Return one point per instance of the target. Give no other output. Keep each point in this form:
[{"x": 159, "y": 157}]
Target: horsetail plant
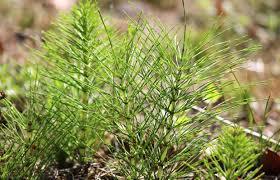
[{"x": 140, "y": 86}]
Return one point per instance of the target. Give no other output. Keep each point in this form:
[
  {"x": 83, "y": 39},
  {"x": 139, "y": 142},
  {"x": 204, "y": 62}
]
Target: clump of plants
[{"x": 140, "y": 87}]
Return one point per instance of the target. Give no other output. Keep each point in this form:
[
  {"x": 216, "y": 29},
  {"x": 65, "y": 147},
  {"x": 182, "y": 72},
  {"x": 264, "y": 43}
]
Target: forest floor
[{"x": 22, "y": 23}]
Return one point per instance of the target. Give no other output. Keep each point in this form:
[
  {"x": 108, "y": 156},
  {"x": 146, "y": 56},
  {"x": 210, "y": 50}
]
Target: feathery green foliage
[
  {"x": 233, "y": 156},
  {"x": 139, "y": 86}
]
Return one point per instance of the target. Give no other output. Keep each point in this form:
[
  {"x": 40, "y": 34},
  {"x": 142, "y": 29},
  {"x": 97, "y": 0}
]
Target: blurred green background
[{"x": 22, "y": 23}]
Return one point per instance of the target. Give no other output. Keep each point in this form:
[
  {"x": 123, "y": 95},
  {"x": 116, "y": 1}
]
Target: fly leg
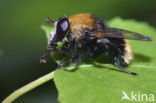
[
  {"x": 129, "y": 72},
  {"x": 43, "y": 58}
]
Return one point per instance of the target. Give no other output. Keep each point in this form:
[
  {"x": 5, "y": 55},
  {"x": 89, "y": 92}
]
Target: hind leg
[{"x": 125, "y": 70}]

**********

## What you need to do:
Rewrite all of the records above, substituting "Output nothing else" for every occurrence of "Give no other output" and leaving everything else unchanged. Omit the pictures from your answer.

## Exercise result:
Return one point per instance of the target. Output nothing else. Keep each point in this form:
[{"x": 159, "y": 157}]
Target: horsetail plant
[{"x": 140, "y": 86}]
Return one point per instance of the target. Output nothing else. Keep each point in this form:
[
  {"x": 83, "y": 39},
  {"x": 139, "y": 142},
  {"x": 204, "y": 62}
]
Target: clump of plants
[{"x": 140, "y": 87}]
Return one point per instance of the target. Output nothing else. Keep each point in this form:
[
  {"x": 216, "y": 29},
  {"x": 65, "y": 147},
  {"x": 182, "y": 72},
  {"x": 264, "y": 43}
]
Target: forest floor
[{"x": 22, "y": 23}]
Return one point per instance of the target. Output nothing else. Keep each point in this form:
[
  {"x": 108, "y": 156},
  {"x": 146, "y": 56},
  {"x": 210, "y": 50}
]
Target: feathery green foliage
[
  {"x": 233, "y": 156},
  {"x": 139, "y": 86}
]
Return one point per instance of the target. Output nothing else. Keep each point in this form:
[
  {"x": 40, "y": 34},
  {"x": 142, "y": 29},
  {"x": 97, "y": 0}
]
Target: blurred green background
[{"x": 22, "y": 23}]
Return one point per instance of the target. Output nothing else. Keep each point in this form:
[
  {"x": 123, "y": 95},
  {"x": 116, "y": 1}
]
Target: fly leg
[
  {"x": 129, "y": 72},
  {"x": 43, "y": 58}
]
Return one point per instance of the target. Output nothing else. Keep each point in this form:
[
  {"x": 5, "y": 55},
  {"x": 89, "y": 92}
]
Target: hind leg
[{"x": 125, "y": 70}]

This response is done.